WORK TO BE COMPLETED
For each entry that follows, write out an identical copy.

DATASET EXCERPTS
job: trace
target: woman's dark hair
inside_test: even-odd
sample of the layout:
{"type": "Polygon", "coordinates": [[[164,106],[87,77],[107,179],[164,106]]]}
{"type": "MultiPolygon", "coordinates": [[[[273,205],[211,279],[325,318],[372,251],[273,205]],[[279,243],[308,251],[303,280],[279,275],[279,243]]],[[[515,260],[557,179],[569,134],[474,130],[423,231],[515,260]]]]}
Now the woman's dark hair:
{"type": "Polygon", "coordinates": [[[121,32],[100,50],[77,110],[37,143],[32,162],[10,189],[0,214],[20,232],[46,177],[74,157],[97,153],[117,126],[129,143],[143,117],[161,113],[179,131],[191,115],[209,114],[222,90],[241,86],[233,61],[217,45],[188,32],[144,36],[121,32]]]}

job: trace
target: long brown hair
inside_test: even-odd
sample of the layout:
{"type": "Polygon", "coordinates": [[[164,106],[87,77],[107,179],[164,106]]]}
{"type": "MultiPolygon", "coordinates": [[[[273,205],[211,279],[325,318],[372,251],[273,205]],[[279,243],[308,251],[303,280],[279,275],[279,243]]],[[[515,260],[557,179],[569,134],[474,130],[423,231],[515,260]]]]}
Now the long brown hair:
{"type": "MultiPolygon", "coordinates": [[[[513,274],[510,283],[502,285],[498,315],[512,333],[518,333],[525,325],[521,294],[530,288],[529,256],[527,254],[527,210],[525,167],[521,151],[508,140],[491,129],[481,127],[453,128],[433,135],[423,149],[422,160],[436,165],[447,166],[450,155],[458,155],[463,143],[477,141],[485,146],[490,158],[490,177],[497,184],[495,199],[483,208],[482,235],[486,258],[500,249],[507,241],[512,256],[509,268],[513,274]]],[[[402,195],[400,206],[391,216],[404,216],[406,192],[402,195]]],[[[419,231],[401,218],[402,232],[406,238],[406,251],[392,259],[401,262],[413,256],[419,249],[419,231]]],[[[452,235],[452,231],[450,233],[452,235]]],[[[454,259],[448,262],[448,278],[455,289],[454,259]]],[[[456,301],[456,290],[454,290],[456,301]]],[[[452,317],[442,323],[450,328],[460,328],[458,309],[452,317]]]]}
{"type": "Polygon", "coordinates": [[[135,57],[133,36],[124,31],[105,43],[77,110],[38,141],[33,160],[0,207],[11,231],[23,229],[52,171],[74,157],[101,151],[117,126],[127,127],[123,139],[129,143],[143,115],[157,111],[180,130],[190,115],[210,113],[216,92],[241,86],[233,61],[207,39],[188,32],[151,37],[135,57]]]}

WORKED SOLUTION
job: trace
target: woman's dark hair
inside_test: even-odd
sample of the layout:
{"type": "Polygon", "coordinates": [[[164,106],[87,77],[107,179],[164,106]]]}
{"type": "MultiPolygon", "coordinates": [[[[273,205],[211,279],[325,318],[372,251],[273,205]],[[279,243],[308,251],[303,280],[279,275],[279,243]]],[[[515,260],[557,179],[569,134],[474,130],[423,231],[515,260]]]]}
Now the woman's dark hair:
{"type": "Polygon", "coordinates": [[[121,32],[100,50],[77,110],[37,143],[32,162],[10,189],[0,214],[20,232],[46,177],[74,157],[97,153],[117,126],[129,143],[143,117],[161,113],[179,131],[191,115],[209,114],[222,90],[241,86],[233,61],[217,45],[188,32],[144,36],[121,32]]]}

job: trace
target: long brown hair
inside_test: even-odd
sample of the layout:
{"type": "Polygon", "coordinates": [[[164,106],[87,77],[107,179],[164,106]]]}
{"type": "MultiPolygon", "coordinates": [[[[273,205],[211,279],[325,318],[372,251],[273,205]],[[279,243],[308,251],[303,280],[279,275],[279,243]]],[[[515,260],[557,179],[569,134],[474,130],[423,231],[515,260]]]]}
Now the long brown hair:
{"type": "MultiPolygon", "coordinates": [[[[513,274],[510,283],[502,285],[498,315],[512,333],[518,333],[525,325],[521,294],[530,288],[529,256],[527,254],[527,210],[525,167],[521,151],[508,140],[491,129],[481,127],[453,128],[433,135],[423,149],[422,160],[436,165],[447,166],[450,155],[458,155],[463,143],[477,141],[485,146],[490,158],[490,177],[497,184],[495,199],[483,208],[482,235],[486,258],[500,249],[507,241],[512,256],[509,268],[513,274]]],[[[402,195],[400,206],[391,216],[404,216],[406,192],[402,195]]],[[[419,231],[401,218],[402,232],[406,238],[406,251],[392,259],[401,262],[413,256],[419,249],[419,231]]],[[[452,235],[452,231],[450,233],[452,235]]],[[[454,259],[448,262],[448,278],[455,289],[454,259]]],[[[456,301],[456,290],[454,290],[456,301]]],[[[452,317],[442,323],[450,328],[460,328],[458,309],[452,317]]]]}
{"type": "Polygon", "coordinates": [[[135,57],[133,36],[124,31],[105,43],[77,110],[38,141],[33,160],[0,207],[11,231],[23,229],[52,171],[74,157],[101,151],[117,126],[127,127],[123,139],[129,143],[143,115],[157,111],[180,130],[190,115],[210,113],[216,92],[241,86],[233,61],[207,39],[188,32],[151,37],[135,57]]]}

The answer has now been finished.